>>>
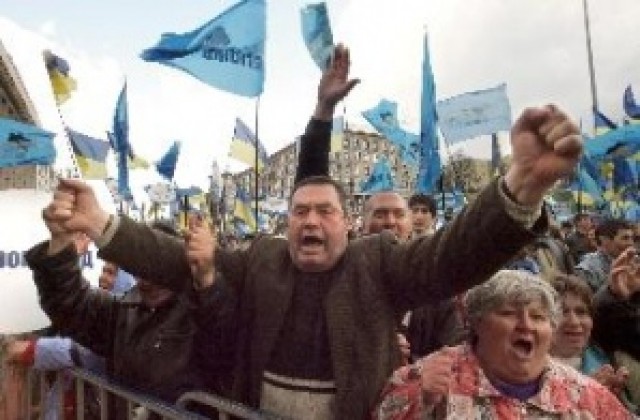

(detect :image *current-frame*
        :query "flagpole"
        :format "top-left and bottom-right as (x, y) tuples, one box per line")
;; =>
(253, 97), (260, 233)
(582, 0), (599, 132)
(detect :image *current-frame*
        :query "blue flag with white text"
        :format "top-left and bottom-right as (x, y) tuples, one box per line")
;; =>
(362, 99), (419, 166)
(360, 157), (395, 194)
(0, 117), (56, 168)
(140, 0), (265, 97)
(301, 2), (334, 71)
(416, 34), (441, 194)
(436, 84), (512, 143)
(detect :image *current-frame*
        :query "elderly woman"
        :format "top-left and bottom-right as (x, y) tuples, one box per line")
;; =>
(373, 270), (631, 419)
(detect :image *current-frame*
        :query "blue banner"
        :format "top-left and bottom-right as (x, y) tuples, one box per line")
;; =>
(0, 117), (56, 168)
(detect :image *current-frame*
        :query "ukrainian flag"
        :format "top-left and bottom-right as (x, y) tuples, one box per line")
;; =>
(68, 129), (109, 179)
(229, 118), (268, 170)
(233, 186), (256, 231)
(330, 116), (344, 153)
(43, 50), (77, 105)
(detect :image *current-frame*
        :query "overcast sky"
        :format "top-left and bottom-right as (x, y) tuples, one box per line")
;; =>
(1, 0), (639, 198)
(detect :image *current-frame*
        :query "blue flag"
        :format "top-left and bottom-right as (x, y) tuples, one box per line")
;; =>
(362, 99), (419, 166)
(140, 0), (266, 97)
(584, 124), (640, 160)
(360, 157), (395, 194)
(301, 2), (334, 71)
(109, 84), (132, 199)
(155, 141), (181, 180)
(436, 84), (512, 143)
(416, 33), (441, 194)
(0, 117), (56, 168)
(623, 85), (640, 120)
(579, 151), (606, 191)
(593, 108), (617, 135)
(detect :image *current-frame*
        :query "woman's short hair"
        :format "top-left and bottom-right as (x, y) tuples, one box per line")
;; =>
(465, 270), (561, 332)
(550, 273), (594, 315)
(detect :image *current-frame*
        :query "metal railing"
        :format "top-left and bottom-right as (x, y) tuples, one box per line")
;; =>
(18, 366), (283, 420)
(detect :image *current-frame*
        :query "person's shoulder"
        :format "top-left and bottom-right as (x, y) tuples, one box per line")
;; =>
(549, 360), (631, 416)
(547, 357), (604, 391)
(247, 234), (289, 257)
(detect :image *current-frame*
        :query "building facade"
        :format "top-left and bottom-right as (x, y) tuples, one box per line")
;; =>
(227, 128), (497, 219)
(0, 39), (55, 191)
(229, 128), (423, 215)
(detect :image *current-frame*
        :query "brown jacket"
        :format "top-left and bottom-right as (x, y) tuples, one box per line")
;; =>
(98, 180), (546, 419)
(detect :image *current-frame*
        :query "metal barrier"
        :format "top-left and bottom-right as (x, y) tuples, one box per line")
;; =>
(17, 366), (283, 419)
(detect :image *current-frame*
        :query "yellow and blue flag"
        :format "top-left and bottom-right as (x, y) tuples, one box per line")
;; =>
(569, 167), (604, 208)
(416, 33), (441, 194)
(140, 0), (265, 97)
(330, 116), (344, 153)
(233, 186), (256, 231)
(0, 117), (56, 168)
(301, 2), (334, 71)
(229, 117), (268, 169)
(43, 50), (77, 105)
(67, 129), (109, 179)
(612, 157), (636, 191)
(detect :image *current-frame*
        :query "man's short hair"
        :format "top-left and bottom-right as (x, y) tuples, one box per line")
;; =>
(408, 193), (437, 216)
(290, 175), (348, 214)
(595, 218), (633, 243)
(573, 212), (591, 224)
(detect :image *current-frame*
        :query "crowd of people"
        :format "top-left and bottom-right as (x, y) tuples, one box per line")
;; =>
(3, 44), (640, 419)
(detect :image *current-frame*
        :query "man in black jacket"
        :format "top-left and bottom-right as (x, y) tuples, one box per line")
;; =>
(26, 220), (236, 418)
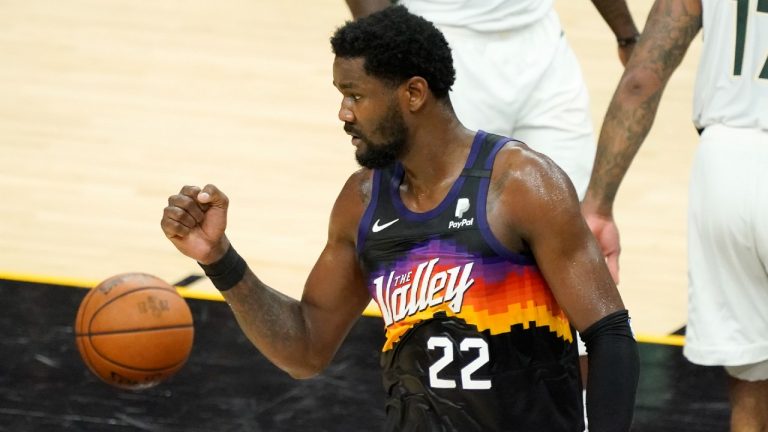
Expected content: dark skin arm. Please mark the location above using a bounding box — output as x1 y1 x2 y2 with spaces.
489 142 636 427
582 0 702 283
488 142 624 332
344 0 391 19
591 0 641 65
160 171 373 379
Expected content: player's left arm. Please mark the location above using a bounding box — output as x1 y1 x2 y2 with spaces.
582 0 702 281
495 146 639 431
586 0 702 214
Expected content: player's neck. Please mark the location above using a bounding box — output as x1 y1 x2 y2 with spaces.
397 120 475 209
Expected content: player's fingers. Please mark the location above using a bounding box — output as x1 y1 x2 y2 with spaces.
179 185 212 213
197 184 229 210
163 204 200 229
160 209 193 239
178 185 201 198
167 192 206 223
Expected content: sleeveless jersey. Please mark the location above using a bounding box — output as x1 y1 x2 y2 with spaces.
356 131 583 432
693 0 768 131
397 0 553 32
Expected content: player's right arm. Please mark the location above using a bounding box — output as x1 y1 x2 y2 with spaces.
590 0 640 65
344 0 392 19
582 0 702 282
493 145 639 431
160 171 373 379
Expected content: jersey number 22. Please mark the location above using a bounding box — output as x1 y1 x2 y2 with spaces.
427 336 492 390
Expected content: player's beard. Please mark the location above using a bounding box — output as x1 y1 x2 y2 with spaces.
352 103 408 169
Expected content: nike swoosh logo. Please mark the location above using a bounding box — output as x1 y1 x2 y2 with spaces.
372 218 399 233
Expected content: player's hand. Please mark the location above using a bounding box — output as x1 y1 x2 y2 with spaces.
583 212 621 284
161 184 230 264
618 43 636 67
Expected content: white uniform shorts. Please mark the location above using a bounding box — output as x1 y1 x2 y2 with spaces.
683 124 768 375
438 9 595 199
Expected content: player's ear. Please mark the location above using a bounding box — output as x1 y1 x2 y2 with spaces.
403 76 428 112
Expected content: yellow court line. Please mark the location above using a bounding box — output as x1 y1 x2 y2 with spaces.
178 288 224 302
0 270 226 301
0 271 99 289
1 271 685 347
636 333 685 347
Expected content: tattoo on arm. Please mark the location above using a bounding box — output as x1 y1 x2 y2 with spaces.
588 0 702 211
643 0 702 73
223 271 310 354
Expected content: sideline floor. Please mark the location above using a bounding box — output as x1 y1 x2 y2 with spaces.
1 279 728 431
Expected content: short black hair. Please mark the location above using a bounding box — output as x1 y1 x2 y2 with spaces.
330 5 455 99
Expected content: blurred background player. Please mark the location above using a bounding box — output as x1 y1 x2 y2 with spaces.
580 0 768 430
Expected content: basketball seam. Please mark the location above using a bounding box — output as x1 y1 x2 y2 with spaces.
75 323 193 336
81 330 193 372
76 336 103 382
76 275 174 334
86 285 185 334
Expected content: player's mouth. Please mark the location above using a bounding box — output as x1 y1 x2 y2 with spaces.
344 125 363 147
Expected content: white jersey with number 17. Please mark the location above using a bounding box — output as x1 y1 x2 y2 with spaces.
693 0 768 131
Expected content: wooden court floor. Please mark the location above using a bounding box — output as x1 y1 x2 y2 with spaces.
0 0 715 429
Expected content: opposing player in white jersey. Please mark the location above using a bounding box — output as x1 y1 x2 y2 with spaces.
581 0 768 430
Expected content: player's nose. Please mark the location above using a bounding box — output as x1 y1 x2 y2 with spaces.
338 101 354 123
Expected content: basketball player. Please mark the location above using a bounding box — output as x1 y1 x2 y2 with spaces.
580 0 768 430
162 7 639 431
344 2 640 397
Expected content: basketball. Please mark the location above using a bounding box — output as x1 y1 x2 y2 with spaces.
74 273 194 390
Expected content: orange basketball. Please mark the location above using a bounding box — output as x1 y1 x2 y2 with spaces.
74 273 194 390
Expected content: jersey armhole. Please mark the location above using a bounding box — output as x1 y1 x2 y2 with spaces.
477 139 537 265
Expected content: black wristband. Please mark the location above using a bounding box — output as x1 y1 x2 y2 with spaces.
198 245 247 292
617 34 640 47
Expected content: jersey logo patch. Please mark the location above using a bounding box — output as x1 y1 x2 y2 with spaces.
455 198 470 218
372 218 400 233
450 197 473 229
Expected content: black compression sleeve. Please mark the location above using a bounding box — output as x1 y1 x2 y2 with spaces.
581 309 640 432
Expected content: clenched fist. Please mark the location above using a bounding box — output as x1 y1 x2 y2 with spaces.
161 184 230 264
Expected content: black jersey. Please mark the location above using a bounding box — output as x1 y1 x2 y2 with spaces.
357 131 583 432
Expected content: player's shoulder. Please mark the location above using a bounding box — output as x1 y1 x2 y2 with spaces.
490 140 576 203
493 140 567 184
342 168 374 206
330 168 373 226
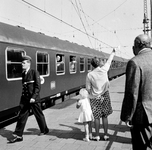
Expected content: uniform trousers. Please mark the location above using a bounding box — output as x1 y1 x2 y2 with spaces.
14 102 48 137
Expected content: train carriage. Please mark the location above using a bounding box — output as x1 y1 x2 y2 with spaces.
0 22 127 126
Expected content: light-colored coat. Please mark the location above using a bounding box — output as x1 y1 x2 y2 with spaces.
121 48 152 125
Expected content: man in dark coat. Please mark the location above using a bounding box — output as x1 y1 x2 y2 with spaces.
9 55 49 143
121 34 152 150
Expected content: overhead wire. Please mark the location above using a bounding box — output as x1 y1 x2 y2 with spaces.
69 0 130 33
20 0 133 59
93 0 129 25
68 0 135 59
77 0 92 33
69 0 113 34
74 0 93 48
0 0 135 59
77 0 102 50
21 0 113 48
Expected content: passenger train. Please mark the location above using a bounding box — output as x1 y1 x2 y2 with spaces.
0 22 127 127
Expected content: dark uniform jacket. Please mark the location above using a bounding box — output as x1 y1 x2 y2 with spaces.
20 69 41 105
121 48 152 125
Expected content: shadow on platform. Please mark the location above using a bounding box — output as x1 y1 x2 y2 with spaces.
0 120 131 150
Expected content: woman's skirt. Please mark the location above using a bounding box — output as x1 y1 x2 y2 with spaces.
90 90 113 119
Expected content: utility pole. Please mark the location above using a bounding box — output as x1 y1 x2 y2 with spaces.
150 0 152 37
143 0 150 35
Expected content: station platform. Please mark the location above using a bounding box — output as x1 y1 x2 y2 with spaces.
0 75 132 150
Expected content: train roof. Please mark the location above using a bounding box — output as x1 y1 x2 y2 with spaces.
0 22 127 62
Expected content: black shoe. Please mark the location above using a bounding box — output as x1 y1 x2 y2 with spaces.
39 128 49 136
9 136 23 143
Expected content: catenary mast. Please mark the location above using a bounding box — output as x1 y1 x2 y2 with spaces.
143 0 152 37
150 0 152 38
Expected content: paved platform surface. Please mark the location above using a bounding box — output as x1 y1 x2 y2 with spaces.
0 75 132 150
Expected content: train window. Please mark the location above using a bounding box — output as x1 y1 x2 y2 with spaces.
69 56 76 73
56 54 65 75
36 52 49 76
6 47 25 80
87 58 92 71
80 57 85 72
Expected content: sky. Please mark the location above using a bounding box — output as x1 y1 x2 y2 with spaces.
0 0 149 59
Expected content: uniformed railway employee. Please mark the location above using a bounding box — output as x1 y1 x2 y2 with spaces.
9 55 49 143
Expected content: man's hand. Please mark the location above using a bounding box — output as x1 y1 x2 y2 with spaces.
30 98 35 103
125 121 133 128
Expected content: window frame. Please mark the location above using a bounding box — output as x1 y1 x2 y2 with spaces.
36 51 50 77
5 47 26 81
87 58 92 72
56 54 65 75
79 57 85 73
69 55 77 74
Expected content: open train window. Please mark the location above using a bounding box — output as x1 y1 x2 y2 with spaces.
69 56 77 74
56 54 65 75
6 47 25 80
36 52 49 76
87 58 92 71
80 57 85 72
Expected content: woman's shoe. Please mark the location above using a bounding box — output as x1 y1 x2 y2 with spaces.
92 136 100 141
89 134 93 140
103 135 109 141
83 137 90 142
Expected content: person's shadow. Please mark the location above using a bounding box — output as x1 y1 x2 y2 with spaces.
0 120 131 147
0 124 82 143
0 128 15 143
59 121 131 145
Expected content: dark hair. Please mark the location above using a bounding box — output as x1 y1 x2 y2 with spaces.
91 57 100 68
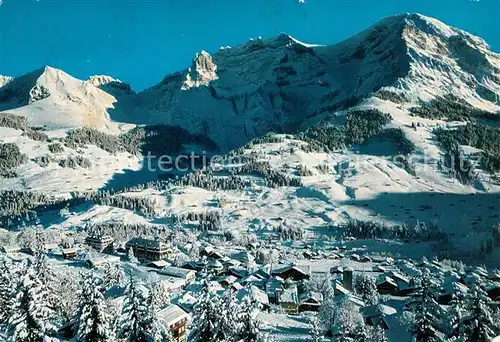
<<<
* **TASK**:
Determine how many of the lines above include the word "blue", then give that number and nothing else.

* **SOLUTION**:
4